- [PROVIDED MATERIAL]:
----

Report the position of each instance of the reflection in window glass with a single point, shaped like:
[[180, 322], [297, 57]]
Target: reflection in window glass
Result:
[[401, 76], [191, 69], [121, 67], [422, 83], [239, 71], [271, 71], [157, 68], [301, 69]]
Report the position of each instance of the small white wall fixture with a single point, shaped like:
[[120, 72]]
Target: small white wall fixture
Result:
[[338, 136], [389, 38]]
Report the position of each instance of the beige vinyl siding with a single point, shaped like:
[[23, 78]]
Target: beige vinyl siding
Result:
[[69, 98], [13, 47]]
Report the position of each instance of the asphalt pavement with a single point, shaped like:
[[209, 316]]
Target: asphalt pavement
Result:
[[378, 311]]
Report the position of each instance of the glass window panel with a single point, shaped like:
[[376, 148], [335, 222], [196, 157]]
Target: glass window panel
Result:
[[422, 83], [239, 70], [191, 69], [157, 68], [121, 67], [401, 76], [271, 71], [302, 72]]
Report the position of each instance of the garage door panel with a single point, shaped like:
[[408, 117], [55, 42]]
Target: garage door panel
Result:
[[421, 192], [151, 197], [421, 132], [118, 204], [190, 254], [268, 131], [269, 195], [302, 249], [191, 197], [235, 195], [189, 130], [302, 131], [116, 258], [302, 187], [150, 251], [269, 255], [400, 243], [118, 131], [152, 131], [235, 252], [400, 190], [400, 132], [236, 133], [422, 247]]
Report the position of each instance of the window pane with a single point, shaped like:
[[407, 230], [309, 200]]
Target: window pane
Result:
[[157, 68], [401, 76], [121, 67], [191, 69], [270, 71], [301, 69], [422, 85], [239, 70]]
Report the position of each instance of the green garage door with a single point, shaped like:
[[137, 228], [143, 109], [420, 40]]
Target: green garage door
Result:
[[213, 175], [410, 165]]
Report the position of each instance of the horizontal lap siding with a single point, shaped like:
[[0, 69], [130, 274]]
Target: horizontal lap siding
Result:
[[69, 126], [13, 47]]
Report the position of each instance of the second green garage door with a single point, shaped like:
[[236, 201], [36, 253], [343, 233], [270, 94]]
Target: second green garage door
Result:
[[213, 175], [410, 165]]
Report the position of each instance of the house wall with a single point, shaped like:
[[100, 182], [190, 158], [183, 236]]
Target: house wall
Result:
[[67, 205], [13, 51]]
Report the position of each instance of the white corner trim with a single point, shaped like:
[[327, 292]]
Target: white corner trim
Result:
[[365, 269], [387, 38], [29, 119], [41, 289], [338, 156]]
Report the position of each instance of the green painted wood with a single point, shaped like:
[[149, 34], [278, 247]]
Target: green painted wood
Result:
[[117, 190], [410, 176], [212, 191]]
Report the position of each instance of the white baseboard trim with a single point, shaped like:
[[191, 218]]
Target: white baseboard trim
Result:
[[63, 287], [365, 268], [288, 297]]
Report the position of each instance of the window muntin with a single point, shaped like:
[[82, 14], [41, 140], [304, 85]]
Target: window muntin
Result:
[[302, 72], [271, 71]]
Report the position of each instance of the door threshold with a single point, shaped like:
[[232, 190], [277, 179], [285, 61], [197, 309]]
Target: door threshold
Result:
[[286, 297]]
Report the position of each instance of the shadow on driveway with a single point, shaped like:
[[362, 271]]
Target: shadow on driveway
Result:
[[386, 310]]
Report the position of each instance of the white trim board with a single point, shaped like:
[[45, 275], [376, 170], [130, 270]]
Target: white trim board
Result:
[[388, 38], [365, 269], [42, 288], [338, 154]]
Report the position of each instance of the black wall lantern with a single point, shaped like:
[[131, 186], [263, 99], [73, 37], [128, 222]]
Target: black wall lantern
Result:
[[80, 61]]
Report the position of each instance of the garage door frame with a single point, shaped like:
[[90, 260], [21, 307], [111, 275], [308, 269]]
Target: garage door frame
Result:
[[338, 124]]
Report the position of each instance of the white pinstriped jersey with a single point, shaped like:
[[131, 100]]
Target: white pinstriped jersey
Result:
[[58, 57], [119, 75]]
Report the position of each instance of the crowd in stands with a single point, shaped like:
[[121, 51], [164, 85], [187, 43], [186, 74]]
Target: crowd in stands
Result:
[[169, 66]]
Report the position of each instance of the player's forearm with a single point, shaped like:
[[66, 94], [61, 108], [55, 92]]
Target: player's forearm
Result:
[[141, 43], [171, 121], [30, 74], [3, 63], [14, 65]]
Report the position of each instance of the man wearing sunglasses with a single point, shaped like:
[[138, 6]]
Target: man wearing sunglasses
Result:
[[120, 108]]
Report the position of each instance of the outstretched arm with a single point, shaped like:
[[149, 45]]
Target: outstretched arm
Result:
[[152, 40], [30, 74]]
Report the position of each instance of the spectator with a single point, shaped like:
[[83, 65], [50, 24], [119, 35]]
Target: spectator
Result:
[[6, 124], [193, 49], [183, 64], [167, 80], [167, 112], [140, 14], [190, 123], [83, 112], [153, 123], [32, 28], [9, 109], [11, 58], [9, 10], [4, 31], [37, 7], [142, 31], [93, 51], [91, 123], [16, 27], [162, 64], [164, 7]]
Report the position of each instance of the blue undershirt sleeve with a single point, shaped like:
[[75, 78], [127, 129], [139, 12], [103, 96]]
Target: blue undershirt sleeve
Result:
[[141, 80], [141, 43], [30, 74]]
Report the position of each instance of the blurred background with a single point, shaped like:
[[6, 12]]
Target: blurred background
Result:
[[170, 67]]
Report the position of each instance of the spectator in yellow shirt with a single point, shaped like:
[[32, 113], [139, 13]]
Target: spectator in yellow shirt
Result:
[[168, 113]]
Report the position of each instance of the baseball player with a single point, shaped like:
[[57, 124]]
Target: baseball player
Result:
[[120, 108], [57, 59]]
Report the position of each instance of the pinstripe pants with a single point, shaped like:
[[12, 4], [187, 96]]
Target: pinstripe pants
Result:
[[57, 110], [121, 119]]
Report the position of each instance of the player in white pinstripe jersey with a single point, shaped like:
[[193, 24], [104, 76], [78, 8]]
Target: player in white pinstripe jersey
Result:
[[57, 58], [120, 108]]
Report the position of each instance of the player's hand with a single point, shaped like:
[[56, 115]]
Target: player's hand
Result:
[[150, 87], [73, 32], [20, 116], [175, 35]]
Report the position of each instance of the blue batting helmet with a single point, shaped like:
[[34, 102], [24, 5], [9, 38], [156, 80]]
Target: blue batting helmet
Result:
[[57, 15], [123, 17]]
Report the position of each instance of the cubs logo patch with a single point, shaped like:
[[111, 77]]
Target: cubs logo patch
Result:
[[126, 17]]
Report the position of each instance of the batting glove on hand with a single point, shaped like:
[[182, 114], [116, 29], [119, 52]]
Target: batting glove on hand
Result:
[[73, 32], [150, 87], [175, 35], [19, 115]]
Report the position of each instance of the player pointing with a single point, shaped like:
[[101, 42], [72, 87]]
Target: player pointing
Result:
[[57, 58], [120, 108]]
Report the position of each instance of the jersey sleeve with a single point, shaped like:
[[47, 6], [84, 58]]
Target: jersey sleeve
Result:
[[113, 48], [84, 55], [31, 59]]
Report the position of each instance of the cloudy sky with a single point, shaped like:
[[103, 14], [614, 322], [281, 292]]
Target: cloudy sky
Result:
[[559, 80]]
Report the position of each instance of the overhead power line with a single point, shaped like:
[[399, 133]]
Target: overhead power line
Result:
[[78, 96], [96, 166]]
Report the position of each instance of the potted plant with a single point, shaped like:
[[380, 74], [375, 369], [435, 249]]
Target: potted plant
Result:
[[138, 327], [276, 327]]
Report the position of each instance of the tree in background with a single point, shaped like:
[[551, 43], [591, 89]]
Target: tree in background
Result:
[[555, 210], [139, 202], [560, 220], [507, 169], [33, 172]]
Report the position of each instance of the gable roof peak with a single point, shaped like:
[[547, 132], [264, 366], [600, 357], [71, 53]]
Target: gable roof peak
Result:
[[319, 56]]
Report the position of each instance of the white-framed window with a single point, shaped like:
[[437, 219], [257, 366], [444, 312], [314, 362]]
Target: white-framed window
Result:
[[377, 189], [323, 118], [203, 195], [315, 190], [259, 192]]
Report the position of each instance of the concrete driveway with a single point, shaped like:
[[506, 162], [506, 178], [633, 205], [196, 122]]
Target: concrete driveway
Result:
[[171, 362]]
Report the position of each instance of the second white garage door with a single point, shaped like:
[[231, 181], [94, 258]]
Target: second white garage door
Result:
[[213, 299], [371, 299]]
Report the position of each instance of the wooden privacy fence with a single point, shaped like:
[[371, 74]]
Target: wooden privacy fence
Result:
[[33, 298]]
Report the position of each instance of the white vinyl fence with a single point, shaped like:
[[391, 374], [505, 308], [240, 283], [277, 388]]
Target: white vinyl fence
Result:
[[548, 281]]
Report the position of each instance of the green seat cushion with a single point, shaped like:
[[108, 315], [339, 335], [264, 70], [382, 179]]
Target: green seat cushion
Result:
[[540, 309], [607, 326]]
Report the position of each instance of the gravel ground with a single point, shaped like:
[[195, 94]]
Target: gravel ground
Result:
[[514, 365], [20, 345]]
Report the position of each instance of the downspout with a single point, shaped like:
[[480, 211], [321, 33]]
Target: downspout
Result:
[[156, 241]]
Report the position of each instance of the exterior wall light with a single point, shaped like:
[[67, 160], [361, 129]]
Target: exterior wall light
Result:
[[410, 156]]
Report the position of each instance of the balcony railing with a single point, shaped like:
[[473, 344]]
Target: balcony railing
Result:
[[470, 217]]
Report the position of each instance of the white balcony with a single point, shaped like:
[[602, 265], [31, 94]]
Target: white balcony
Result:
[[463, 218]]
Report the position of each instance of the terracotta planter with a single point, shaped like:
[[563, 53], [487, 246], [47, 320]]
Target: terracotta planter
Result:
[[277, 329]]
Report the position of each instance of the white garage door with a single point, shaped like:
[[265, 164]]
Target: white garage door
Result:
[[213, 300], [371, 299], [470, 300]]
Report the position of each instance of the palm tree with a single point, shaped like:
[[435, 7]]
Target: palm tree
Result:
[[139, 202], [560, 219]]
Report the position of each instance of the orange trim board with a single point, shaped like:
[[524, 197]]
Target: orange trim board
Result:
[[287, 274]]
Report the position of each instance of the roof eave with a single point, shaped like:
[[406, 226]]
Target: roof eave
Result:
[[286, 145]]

----

- [TASK TO COMPLETE]:
Send back the lines of the records word for word, from the very first through the line containing "Target: garage door panel".

- [ANSWER TO THE EXERCISE]:
Report the position of each instance of the reflection in window glass with a single point, shaped like:
[[180, 322], [297, 57]]
Target: reflection in window glass
Result:
[[401, 76], [191, 69], [121, 67], [422, 83], [239, 71], [271, 71], [157, 68], [301, 69]]
Report the position of each instance of the small white wall fixture with a single point, shaped like:
[[120, 72]]
Target: small white wall fixture
Result:
[[338, 136], [389, 38]]
Report the position of each instance of the beige vinyl siding with a single point, shaped like:
[[23, 78]]
Target: beige vinyl siding
Result:
[[69, 98], [13, 47]]
Report the position of each instance of the asphalt pavement with a single point, shaped like:
[[209, 316]]
Target: asphalt pavement
Result:
[[378, 311]]
Report the position of each instance of the glass window panel with a single point, shaped like:
[[376, 148], [335, 222], [196, 157]]
Target: glass window panel
Result:
[[422, 83], [239, 70], [191, 69], [157, 68], [121, 67], [401, 76], [271, 71], [302, 72]]
Report the position of each instance of the garage door panel with a single point, shaped like:
[[408, 117], [55, 42]]
Target: garage door panel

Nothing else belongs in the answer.